> [TASK REQUIREMENTS]: Please copy the items from the line with "Question. The photo above holds the tail" up to and including the line with "Question. The photo above holds the barred", keeping every character as it is.
** begin ENTRIES PROVIDED **
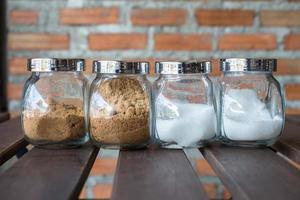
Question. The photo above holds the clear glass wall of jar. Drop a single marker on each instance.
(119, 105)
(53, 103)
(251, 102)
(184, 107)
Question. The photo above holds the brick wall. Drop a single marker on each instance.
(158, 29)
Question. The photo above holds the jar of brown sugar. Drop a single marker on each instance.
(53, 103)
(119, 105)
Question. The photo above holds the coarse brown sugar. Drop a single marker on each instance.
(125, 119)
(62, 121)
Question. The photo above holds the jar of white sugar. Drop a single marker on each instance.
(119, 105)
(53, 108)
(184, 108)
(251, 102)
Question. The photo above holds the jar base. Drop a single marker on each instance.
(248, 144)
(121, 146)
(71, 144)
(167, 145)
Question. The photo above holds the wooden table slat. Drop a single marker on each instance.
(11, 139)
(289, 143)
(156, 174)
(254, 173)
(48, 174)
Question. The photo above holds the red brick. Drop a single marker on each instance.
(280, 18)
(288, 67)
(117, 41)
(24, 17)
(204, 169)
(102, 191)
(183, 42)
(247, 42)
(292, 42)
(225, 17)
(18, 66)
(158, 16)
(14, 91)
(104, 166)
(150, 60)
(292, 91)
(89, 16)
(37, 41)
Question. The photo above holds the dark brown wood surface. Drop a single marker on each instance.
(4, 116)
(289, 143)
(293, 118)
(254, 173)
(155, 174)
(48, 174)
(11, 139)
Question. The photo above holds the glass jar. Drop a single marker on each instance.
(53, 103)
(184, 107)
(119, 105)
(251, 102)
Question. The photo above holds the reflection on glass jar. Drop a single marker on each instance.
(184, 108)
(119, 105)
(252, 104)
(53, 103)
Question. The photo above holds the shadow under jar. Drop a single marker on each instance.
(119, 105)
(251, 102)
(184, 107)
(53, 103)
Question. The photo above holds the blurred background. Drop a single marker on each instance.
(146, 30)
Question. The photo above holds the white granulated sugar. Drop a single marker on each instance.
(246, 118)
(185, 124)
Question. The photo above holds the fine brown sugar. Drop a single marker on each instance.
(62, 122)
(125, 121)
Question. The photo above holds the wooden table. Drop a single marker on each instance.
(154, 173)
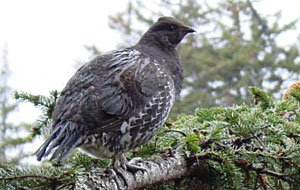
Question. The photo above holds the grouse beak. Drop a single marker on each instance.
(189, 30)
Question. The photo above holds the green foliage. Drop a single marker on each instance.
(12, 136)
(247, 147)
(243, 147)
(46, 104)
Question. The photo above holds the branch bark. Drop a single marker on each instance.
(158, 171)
** end ENTRIES PROVIDED **
** begin ENTRIES PROVIDED **
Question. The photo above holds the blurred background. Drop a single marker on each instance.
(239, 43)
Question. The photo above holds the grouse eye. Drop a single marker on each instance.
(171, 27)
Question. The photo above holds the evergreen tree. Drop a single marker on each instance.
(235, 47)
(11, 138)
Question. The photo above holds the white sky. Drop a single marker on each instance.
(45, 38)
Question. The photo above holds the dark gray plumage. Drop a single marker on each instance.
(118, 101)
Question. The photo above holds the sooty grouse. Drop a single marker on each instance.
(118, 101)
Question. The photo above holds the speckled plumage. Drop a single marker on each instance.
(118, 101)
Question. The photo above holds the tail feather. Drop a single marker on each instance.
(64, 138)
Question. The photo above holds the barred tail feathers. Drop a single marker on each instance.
** end ENTRIES PROVIDED **
> [SOLUTION TO THIS PROBLEM]:
Question. The photo above holds the tail feather. Drop a single marker on each instance.
(64, 138)
Question. The photo above holds the barred tail feathers. Drop a single marker on each instance.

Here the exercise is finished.